─── Supplied text

Doing the work that I have done for the last 42 years it has been my duty, task, opportunity, privilege...I'm not sure what to call it, but I have had the occasion to be with many people when they died. I'll tell you about a few of them. Many of whom I don't even know their names.
* He was elderly, I judge about mid 80's. I was a rookie EMT in my mid to late 20's. My driver, who is now the Probate Judge for Chilton County and I were handling the midnight ambulance shift. The call was for shortness of breath. The location was a considerable distance from the hospital where we were based. We were a long way from "real" medical help.
He looked frail as I walked into the room. He was definitely struggling for breath. I introduced myself and asked him about his problem. "Young man", he said firmly, "You had better do something or I'm going to die".
"You just take it easy now. I"m going to take care of you". I always acted like I knew what I was doing even when on the inside I felt like things were completely out of control.
We got him in the ambulance and transported him to the hospital. As we assisted the doctor and nurses in the ER I watched him fight for every breath and in just a few moments of his arrival there, he simply stopped breathing. He died as I stood beside him.

──────

> Activities
A. In the account of being with people when they died, translate this sentence into Spanish: "The location was a considerable distance from the hospital where we were based."
B. Continue the account of being with people when they died, picking up right after its final sentence.

─── Source data

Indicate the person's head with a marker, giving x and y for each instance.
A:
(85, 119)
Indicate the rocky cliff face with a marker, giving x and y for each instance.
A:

──────

> Answers in order
A. El lugar estaba a una distancia considerable del hospital donde teníamos nuestra base.

B.
** I was jerked from a sound sleep by the fire pager. It was 3-4 am. There was a wreck on the interstate highway just a few miles from my home. Lights and siren and a bit of too fast driving put me on the scene before the fire crew arrived. A small pick-up truck had rear-ended a slow moving truck and trailer hauling scrap metal. The young driver, about mid 20's, was pinned between the steering wheel of the smaller truck and the back of the seat. He was conscious and in lots of pain.
I climbed up into the bed of the little pick-up and opened the sliding back window. From this position I could reach in and examine the young man's upper body. His lower body was compressed by the steering wheel and dash board and I could not even get my hands below the wheel to check on him.
Naturally he was frightened and begged, "Get me out'a here".
I could do nothing until help arrived with the "Jaws of Life" to try and extricate him. As soon as the crew arrived they immediately begin spreading the "jaws" and trying to make a hole so we could get him out of his predicament. There was a lot of noise and movement of the truck. The young man was even more frightened.
I leaned in through the back window and held his head next to mine. "It's ok", I told him, "It's just a lot of noise. We have to do this to get you out". He seemed to calm down a bit.
The condition he was suffering from is called "tamponade" and the prognosis is usually fatal. This case was no exception. As soon as the pressure was released from his body the young man died.
***She was a motor bike rider. Along with her husband she was riding and enjoying the hot summer day. Enjoying it that is until a car pulled in front of her and she crashed into it sending her body into the handle bars and onto the asphalt. He right leg was badly broken. She had cuts, scrapes and bruises. But she was conscious when I arrived. I worked feverishly to stabilize her but she fought me all the way. The asphalt was burning her back, she wanted to get up. She was not comfortable at all.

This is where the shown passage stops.